━━━━━ GIVEN TEXT ━━━━━

COPYRIGHT2006Annette Simmons Self and Society Journal Vol. 2, No. 2, Spring 2006
Building Trust Several Stories High
“Our distrust is very expensive.”
Ralph Waldo Emerson
ABSTRACT: This article explores how current interpretations of rational decision-making may systematically erode trust between individuals working in/with organizations. Trust- building is an economically “irrational act” if the goal is to maximize utility via objective reasoning. Evidence from experimental economics bears this out with proof that decisions are often made outside the range of rational logic of objective decision making. Seven subjective interpretations of fairness are presented to begin to chart the subjective logic of real decision making and storytelling is presented as an excellent tool for blending imprecise, technically irrational (multi-rational) yet vitally relevant perceptions of fairness back into rational decision making without abandoning the ideals of rationality or floating into never-ending relativism. Storytelling is presented as a method for incorporating the paradoxical qualities of human subjectivity into the hyper-rationalized frameworks of traditional organizational and managerial behaviors.

━━━━━

WHAT IS REQUIRED:
According to the abstract on trust and storytelling, how many subjective interpretations of fairness does the article present?

━━━━━ RAW RECORDS ━━━━━

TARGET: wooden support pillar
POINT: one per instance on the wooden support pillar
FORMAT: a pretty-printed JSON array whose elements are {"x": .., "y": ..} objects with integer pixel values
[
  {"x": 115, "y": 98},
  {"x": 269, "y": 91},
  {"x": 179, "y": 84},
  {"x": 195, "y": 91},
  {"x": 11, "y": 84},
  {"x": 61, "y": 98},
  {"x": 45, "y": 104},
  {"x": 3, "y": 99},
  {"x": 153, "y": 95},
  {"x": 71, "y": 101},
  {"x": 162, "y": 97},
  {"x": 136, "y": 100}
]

━━━━━

WRITTEN ANSWER:
Seven.